The Reality of Christ
The Lord Jesus inaugurated the “new and
living way” for us
dia , on account of, “his flesh” (Heb. 10:20).
It was exactly because of “the flesh” of the Lord’s humanity that He opened
up a new way of life for us. Because He was so credibly and genuinely human,
and yet perfect, the way of His life becomes compellingly the way we are
to take. Once we grasp this, we can better understand the anathema which
John calls down upon those who deny that Jesus was “in the flesh” (2 Jn.
7-9). We non-trinitarians understand, quite correctly, that Jesus saved
the world on account of being human - for all His Lordship and spiritual
unity with the Father. If He had been of any other nature, salvation would
not have been possible through Him. He in all ways is our pattern. It is
our humanity that enables us to go into this world with a credible, convincing
and saving message. We have to be enough of a man ourselves in order to
save a man. We are not asking our hearers to be super-human. The way senior
churchmen seem to lack a genuine, complete humanity has led so many to conclude
that because they cannot rise up to such apparently austere and white-faced
levels, therefore Christianity for them is not an authentically human possibility.
Our message is tied to
us as human people, just as the message
of Jesus
was Him, the real, human Jesus. The word was made flesh
in Him as it must be in us. This is why nowhere in the Gospels is Jesus
described with a long list of virtues - His actions and relations to others
are what are presented, and it is from them that we ourselves feel and perceive
His righteousness. The teachings of Marxism, e.g., can be separated from
Marx as a man. You can accept Marxism without ever having read a biography
of Karl Marx. But real Christianity is tied in to the person of the real
Christ.
If the message of Jesus is defined by us merely as ideas and principles,
then we will inevitably find that ideas and principles lack the turbulence
of real life - they are abstract. The principles of Bible Truth will be
found to be colourless and remote from reality - unless they are tied
in to the real, concrete person of Jesus. God forbid that our faith has
given us just a bunch of ideas. The principles of the Truth, every doctrine
of the Truth, is lived out in Jesus - and it is this fact, this image
of Him, which appeals to us as live, passionate, flesh and blood beings.
A person cannot be reduced to a formula. It is a living figure and not
just dry theories that actually draws people, and in that sense
is "attractive". And only a real, living person can be encouraging
in life. Principles as mere abstractions cannot encourage much of
themselves.
Jesus
is our representative - a distinctive Bible doctrine. We are counted as
being in Him. This means that His life is counted as being our life -
and only because He was human and we now are human can this become true.
◆ ◆ ◆ ◆ ◆ ◆ ◆
To be done —
1. List every word or phrase that appears in quotation marks in the passage on the reality of Christ.
2. Write a continuation of the passage on the reality of Christ, starting after its final sentence.
The records below this point come from a different source than the passage on the reality of Christ.
◆ ◆ ◆ ◆ ◆ ◆ ◆
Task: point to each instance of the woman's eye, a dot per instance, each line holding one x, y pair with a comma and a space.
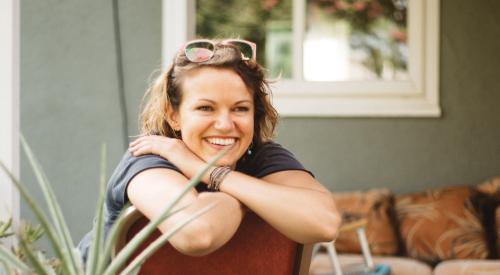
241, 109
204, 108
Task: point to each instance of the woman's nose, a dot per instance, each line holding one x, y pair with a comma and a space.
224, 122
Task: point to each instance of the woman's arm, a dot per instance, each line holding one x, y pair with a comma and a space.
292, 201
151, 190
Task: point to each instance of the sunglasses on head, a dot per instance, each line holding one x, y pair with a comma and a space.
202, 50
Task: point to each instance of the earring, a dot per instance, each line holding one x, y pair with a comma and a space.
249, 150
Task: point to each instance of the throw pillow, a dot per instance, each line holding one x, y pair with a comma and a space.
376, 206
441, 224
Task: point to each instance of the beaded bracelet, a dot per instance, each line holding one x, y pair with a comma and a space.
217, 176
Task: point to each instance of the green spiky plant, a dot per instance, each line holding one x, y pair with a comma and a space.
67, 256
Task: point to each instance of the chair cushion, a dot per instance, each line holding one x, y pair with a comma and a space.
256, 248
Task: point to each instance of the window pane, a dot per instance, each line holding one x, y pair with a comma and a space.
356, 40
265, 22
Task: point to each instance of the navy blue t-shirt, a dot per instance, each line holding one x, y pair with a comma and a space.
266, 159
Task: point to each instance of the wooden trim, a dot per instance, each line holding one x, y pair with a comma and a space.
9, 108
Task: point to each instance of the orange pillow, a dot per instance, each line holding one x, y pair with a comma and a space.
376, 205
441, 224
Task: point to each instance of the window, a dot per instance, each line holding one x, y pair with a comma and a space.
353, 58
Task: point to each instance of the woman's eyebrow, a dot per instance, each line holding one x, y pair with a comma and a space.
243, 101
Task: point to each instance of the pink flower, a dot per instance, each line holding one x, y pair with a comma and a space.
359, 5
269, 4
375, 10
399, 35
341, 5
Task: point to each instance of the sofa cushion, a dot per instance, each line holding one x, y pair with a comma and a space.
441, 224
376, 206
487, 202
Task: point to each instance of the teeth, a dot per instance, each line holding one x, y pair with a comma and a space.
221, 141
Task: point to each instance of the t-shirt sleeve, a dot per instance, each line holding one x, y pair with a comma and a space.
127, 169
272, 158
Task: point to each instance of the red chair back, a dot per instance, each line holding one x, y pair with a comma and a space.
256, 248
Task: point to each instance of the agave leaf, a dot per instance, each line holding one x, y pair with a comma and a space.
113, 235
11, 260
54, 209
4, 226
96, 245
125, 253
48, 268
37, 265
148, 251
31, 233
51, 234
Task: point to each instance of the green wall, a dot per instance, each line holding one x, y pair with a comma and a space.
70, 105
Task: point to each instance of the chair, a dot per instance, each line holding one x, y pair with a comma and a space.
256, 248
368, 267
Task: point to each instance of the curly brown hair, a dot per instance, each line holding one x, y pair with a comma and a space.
◆ ◆ ◆ ◆ ◆ ◆ ◆
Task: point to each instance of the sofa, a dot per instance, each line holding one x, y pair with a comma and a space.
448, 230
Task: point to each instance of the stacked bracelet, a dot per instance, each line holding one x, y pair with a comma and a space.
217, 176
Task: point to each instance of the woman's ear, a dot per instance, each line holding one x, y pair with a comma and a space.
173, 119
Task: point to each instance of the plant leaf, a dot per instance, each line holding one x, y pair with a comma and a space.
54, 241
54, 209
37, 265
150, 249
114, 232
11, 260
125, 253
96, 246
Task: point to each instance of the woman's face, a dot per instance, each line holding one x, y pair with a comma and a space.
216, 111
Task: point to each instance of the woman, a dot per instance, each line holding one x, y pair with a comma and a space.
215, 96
◆ ◆ ◆ ◆ ◆ ◆ ◆
Set of answers —
1.
- new and living way
- his flesh
- the flesh
- in the flesh
- attractive

2.
The wonder of this is that so many people have acquired a new personal
quality through their association with the risen Jesus - for all their
human failures, humiliations, setbacks. No longer is it so important for
them to ask 'Who am I? What have I achieved in this dumb life?' Rather
it is all important that we are in fact in Christ and sharing in His
life and being. Life has become so achievement and efficiency orientated
that many of us feel failures. Only by achievement, it seems, can we justify
ourselves in society. We have become caught up in a machine of life that
robs us of our humanity. Our initiative, spontaneity, autonomy, our essential
freedom - is lost. Yet if we are in Christ, secure in Him, part of His
supreme personality, then our lives are totally different. We are no longer
ashamed of our humanity. We are affirmed for who we are by God Himself,
justified by Him - for we are in Christ. This is the real meaning, the
wonderful implication, of being truly 'brethren-in-Christ'.
By losing our life, we gain it. But the life we gain is the life
of Jesus, and therefore life has meaning and purpose, not only in successes
but also in failures. Our lives then make sense; for we have and live
the true life, even if we are destroyed by opponents and deserted
by friends; if we supported the wrong side and came to grief; if our achievements
slacken and are overtaken by others; if we are no use any more to anyone.
The bankrupt businessman, the utterly lonely divorcee, the overthrown
and forgotten politician, the unemployed middle aged man, the aged prostitute,
or criminal dying in prison...all these, even though their persons and
lives are no longer recognized by this world, are all the same joyfully,
gleefully, recognized by Him with whom there is no respect of persons;
for they are in His beloved Son.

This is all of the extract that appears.